* [What you need to do]: Can you copy out, line for line, the part of the data below that opens with the line containing "(format x=714, y=410)" and closes with the line containing "x=669, y=258", including both of those lines?

-- start Data section --

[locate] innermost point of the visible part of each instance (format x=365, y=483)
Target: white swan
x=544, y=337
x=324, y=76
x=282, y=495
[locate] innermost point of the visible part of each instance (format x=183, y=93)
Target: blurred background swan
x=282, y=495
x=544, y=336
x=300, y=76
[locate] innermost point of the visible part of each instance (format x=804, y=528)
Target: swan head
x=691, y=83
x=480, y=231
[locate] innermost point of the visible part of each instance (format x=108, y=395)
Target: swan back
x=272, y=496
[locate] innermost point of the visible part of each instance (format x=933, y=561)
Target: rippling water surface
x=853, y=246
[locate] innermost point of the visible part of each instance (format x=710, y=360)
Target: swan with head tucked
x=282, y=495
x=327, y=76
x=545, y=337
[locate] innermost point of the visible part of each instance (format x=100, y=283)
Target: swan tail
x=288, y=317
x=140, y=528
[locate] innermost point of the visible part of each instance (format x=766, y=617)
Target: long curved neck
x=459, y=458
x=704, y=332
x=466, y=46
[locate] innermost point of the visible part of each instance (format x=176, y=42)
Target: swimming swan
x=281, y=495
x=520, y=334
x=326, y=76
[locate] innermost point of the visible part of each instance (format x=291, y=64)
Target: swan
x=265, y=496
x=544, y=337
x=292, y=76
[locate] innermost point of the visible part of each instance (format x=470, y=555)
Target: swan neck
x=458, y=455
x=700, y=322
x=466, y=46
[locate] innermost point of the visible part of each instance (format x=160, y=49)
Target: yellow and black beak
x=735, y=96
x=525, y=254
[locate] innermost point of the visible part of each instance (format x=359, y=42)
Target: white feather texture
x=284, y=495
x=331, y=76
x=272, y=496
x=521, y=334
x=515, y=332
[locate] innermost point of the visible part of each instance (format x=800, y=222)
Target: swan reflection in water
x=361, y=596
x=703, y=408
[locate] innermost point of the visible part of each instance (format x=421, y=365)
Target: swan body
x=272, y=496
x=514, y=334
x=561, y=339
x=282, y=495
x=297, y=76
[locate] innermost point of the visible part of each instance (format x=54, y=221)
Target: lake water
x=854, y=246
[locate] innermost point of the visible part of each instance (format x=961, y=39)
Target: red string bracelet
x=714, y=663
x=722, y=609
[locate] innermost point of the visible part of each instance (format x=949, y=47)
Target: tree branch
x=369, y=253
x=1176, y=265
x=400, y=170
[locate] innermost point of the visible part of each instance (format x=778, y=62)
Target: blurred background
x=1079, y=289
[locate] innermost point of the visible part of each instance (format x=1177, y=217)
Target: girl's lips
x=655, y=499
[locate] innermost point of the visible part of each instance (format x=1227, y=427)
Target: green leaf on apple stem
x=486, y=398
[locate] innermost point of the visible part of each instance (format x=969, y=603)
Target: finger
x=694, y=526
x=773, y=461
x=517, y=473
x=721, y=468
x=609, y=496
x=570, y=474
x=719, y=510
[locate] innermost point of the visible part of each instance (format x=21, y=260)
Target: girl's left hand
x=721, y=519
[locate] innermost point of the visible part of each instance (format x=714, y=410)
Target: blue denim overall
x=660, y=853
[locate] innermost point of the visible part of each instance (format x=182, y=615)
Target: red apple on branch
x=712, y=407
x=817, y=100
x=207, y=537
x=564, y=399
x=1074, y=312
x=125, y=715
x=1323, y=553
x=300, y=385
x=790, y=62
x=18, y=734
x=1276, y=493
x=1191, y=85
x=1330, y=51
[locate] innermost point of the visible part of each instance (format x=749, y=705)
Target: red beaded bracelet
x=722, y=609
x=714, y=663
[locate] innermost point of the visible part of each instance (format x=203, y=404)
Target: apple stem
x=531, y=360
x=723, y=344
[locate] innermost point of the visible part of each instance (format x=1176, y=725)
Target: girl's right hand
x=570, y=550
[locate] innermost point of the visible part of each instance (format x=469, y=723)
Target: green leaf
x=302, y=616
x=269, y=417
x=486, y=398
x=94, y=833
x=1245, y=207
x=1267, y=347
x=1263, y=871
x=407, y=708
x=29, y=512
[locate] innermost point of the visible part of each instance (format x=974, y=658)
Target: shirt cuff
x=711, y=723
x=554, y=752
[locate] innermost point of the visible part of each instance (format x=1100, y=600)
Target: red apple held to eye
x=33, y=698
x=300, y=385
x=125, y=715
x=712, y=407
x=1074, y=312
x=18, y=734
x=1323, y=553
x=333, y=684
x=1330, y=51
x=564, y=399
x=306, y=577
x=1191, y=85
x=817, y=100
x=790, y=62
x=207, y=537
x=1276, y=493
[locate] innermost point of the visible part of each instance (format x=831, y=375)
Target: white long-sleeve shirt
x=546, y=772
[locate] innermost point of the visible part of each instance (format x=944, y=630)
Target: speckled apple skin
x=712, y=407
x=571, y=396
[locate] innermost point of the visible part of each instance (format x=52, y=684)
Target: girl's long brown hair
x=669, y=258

-- end Data section --
-- start Data section --

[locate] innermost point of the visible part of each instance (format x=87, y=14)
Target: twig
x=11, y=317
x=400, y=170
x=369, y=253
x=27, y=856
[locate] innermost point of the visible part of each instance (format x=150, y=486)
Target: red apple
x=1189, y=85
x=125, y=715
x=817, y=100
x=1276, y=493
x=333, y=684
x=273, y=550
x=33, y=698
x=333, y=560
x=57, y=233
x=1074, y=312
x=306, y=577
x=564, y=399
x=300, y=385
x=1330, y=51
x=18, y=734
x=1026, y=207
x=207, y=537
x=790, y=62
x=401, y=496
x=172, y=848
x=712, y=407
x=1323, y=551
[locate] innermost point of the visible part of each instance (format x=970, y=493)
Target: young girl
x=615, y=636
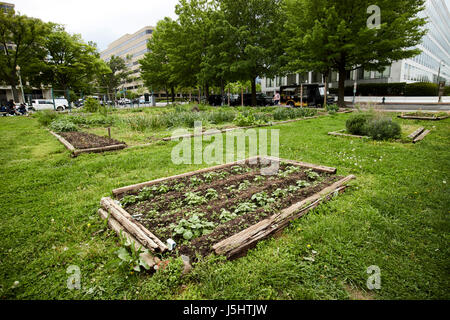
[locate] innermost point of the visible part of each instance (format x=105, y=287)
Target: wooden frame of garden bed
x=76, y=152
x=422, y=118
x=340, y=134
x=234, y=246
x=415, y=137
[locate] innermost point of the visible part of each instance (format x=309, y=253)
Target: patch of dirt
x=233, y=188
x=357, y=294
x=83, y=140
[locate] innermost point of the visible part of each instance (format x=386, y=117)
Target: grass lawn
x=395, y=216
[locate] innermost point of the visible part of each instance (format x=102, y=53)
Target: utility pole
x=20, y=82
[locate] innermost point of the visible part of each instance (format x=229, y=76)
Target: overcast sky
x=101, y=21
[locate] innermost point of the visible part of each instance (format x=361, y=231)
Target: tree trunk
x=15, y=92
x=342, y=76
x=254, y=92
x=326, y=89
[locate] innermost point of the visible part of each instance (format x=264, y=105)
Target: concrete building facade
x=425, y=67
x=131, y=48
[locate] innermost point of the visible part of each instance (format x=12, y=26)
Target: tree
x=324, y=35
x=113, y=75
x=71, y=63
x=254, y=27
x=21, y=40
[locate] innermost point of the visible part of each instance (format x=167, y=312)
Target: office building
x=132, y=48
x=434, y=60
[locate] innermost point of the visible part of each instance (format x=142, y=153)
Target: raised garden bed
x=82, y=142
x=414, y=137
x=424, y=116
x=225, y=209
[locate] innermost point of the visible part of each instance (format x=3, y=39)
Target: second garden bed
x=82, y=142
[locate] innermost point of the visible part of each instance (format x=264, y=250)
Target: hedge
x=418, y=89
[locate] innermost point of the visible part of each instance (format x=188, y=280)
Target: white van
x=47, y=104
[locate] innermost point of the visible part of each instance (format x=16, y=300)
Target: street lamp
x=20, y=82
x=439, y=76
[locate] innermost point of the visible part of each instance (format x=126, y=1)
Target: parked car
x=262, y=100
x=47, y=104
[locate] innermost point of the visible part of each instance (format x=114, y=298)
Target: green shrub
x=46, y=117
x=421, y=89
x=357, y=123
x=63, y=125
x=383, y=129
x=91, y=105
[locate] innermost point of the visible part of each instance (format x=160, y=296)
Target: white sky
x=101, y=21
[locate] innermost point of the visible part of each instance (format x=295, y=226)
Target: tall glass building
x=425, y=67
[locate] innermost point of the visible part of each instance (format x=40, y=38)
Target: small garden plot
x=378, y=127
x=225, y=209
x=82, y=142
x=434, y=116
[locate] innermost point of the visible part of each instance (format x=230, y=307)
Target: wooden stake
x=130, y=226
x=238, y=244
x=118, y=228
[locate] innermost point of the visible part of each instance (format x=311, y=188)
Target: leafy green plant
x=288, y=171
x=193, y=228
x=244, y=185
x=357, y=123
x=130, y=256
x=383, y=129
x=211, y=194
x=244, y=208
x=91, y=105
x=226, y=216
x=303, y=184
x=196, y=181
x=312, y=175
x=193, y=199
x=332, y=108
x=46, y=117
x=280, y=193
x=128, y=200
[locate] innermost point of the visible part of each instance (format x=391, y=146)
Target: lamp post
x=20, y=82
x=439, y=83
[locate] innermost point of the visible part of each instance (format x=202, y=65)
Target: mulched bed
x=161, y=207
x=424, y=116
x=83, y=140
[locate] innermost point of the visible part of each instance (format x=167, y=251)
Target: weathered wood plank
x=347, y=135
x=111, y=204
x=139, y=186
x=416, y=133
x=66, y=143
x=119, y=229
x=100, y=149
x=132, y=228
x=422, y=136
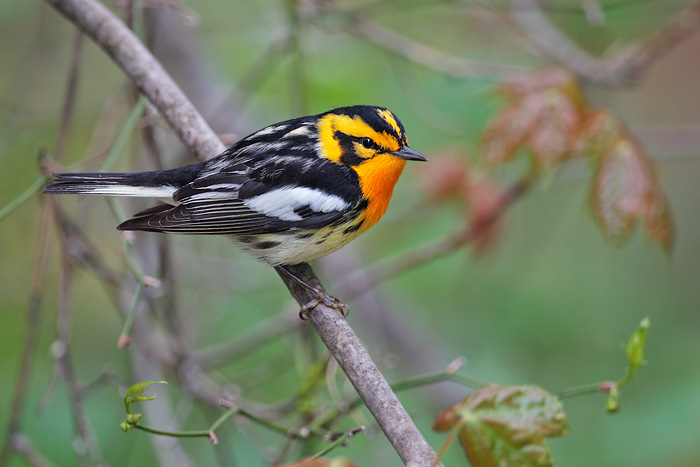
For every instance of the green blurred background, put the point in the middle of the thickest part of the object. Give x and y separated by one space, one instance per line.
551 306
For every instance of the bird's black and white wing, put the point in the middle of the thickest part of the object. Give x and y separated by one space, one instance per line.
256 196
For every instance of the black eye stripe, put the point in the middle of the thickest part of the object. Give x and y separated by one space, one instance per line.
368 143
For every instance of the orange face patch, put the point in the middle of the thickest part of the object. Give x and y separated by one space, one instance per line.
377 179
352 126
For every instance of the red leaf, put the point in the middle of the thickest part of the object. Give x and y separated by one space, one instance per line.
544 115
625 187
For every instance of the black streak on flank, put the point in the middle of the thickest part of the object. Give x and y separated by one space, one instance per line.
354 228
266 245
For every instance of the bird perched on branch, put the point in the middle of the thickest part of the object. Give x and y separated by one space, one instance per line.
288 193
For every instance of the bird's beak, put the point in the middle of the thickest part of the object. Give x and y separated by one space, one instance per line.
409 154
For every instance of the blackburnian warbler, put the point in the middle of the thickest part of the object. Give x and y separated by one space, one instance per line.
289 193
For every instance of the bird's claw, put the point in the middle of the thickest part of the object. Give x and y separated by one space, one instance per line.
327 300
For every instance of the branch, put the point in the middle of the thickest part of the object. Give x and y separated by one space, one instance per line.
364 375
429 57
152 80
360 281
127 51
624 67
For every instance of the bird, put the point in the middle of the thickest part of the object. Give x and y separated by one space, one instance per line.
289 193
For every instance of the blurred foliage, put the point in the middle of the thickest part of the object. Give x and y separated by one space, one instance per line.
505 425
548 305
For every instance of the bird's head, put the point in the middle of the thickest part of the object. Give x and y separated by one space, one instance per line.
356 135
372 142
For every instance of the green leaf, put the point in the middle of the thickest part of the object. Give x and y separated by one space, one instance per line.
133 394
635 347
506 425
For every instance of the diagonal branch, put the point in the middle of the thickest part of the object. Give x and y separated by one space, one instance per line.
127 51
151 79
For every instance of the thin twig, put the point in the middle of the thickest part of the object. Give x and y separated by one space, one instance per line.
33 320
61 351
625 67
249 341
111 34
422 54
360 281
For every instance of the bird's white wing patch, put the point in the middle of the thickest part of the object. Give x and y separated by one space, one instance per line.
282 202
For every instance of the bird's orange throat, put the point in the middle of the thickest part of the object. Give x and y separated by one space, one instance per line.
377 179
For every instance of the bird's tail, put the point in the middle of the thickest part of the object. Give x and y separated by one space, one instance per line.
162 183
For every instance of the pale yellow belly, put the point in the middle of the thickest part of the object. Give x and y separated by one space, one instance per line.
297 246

-- end Data section --
-- start Data section --

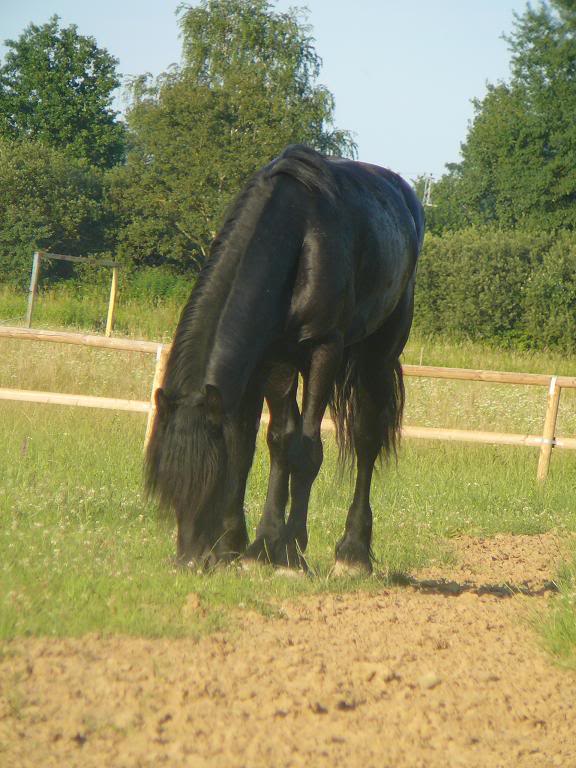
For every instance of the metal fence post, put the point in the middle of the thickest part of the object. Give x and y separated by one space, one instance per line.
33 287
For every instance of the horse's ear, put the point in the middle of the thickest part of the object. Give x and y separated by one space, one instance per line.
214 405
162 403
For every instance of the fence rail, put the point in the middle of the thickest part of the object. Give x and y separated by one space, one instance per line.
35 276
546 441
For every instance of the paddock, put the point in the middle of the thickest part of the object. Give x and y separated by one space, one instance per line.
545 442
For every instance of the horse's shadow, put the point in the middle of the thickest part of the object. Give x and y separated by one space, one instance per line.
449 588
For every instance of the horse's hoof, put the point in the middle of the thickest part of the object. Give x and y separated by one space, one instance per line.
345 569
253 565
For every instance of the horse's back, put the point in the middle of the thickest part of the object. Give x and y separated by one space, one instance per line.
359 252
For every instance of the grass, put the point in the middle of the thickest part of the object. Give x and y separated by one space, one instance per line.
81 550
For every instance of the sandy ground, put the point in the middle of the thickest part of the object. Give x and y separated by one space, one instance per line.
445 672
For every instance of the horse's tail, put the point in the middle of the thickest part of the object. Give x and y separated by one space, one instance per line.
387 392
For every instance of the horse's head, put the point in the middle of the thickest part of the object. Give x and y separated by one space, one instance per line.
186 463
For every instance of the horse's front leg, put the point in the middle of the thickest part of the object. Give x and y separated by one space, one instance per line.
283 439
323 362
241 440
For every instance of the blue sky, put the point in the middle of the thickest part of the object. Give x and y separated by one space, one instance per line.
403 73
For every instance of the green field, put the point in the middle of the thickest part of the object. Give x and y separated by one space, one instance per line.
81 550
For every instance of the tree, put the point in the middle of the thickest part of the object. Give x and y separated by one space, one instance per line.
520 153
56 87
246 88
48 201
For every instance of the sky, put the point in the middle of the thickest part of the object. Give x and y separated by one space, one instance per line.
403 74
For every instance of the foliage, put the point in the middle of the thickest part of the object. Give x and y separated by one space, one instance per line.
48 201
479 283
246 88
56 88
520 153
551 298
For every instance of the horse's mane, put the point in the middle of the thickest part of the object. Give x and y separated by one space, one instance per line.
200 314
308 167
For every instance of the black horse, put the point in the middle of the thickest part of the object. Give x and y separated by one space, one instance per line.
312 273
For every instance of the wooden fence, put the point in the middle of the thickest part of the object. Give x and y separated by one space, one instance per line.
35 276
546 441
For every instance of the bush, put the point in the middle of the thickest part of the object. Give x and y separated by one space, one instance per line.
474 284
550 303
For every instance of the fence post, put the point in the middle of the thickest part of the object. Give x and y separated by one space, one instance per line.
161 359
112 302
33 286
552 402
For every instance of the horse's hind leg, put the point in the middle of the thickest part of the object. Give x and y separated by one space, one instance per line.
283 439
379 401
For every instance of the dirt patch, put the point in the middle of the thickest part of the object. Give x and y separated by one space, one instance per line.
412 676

-- end Data section --

* [Result for this task]:
[locate] innermost point of the visible part of each instance (format x=714, y=410)
Target: blue denim overall
x=660, y=853
[locate] innermost point of the visible part of each instance (format x=182, y=615)
Target: red apple on branch
x=712, y=407
x=817, y=100
x=207, y=537
x=564, y=399
x=1074, y=312
x=125, y=715
x=1323, y=553
x=300, y=385
x=790, y=62
x=18, y=734
x=1276, y=493
x=1191, y=85
x=1330, y=51
[locate] innermost point of the visible part of each instance (format x=749, y=705)
Target: red beaded bracelet
x=722, y=609
x=714, y=663
[locate] innermost point of the visible part of each instance (format x=203, y=404)
Target: apple stem
x=531, y=360
x=723, y=344
[locate] innermost point of the visible part of each instance (format x=1176, y=725)
Target: girl's right hand
x=570, y=550
[locate] innermost point of the visible part of each instance (format x=469, y=723)
Target: green leaf
x=302, y=616
x=269, y=417
x=486, y=398
x=94, y=833
x=1245, y=207
x=1267, y=347
x=1263, y=871
x=407, y=708
x=29, y=512
[locate] innermost point of the visible part of each instance (format x=974, y=658)
Target: shirt cuff
x=711, y=723
x=554, y=752
[locate] innermost point of the visible part of each instance (format x=1100, y=600)
Target: red apple held to eye
x=33, y=698
x=300, y=385
x=125, y=715
x=712, y=407
x=1074, y=312
x=18, y=734
x=1323, y=553
x=333, y=684
x=1330, y=51
x=564, y=399
x=306, y=577
x=1191, y=85
x=817, y=100
x=790, y=62
x=207, y=537
x=1276, y=493
[locate] innermost point of the visible part of each instance (format x=831, y=375)
Target: white long-sleeve shirt
x=546, y=772
[locate] innermost point of the visible part of each instance (format x=944, y=630)
Target: speckled apple skin
x=712, y=407
x=571, y=396
[locate] innermost point of the visible part of each instance (format x=52, y=684)
Target: girl's long brown hair
x=669, y=258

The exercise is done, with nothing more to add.